Work to do: Pull out every line of the listing below that contains the string "pole".

───── Supplied material

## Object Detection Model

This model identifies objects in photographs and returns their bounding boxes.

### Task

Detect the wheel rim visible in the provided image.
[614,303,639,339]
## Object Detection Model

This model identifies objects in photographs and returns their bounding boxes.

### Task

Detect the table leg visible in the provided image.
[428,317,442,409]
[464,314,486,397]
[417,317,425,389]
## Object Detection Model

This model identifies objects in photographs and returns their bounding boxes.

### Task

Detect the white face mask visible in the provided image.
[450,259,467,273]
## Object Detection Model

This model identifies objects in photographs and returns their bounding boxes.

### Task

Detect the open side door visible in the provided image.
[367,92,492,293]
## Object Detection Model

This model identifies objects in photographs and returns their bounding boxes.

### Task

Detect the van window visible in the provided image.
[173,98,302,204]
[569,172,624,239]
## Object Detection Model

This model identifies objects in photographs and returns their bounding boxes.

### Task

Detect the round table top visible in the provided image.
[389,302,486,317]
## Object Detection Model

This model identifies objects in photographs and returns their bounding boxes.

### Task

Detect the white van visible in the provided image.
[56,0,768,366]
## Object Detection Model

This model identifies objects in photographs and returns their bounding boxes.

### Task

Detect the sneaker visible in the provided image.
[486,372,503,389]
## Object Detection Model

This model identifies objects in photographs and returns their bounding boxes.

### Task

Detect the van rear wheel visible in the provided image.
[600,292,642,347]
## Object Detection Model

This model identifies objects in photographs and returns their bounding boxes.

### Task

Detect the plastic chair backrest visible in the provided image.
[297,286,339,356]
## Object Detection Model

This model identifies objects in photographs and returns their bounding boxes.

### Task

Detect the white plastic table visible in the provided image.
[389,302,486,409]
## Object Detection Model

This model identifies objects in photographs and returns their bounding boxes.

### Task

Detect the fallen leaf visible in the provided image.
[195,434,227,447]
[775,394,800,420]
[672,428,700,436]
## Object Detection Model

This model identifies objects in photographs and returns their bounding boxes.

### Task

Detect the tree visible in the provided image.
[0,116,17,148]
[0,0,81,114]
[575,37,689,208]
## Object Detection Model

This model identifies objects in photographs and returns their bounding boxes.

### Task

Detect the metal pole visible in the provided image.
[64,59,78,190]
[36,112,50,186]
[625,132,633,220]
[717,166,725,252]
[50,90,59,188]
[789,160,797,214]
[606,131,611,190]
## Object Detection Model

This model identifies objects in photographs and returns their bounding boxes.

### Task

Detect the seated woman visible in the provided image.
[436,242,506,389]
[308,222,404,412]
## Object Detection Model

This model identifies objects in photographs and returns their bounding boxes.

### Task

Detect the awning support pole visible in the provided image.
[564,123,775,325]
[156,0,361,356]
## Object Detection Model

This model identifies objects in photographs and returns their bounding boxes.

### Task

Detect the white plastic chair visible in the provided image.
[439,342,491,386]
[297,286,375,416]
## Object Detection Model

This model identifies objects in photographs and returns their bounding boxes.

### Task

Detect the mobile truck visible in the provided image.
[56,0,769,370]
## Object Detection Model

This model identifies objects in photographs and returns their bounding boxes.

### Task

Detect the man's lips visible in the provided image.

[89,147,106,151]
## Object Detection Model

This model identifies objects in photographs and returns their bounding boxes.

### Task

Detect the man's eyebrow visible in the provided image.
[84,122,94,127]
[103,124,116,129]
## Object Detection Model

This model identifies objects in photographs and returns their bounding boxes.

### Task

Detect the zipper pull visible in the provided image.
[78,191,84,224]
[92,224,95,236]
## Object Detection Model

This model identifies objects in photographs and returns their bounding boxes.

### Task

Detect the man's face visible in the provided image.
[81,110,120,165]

──────────

Task result:
Detect the metal pole visible in the provided image.
Detect the awning support pole visible in the provided image.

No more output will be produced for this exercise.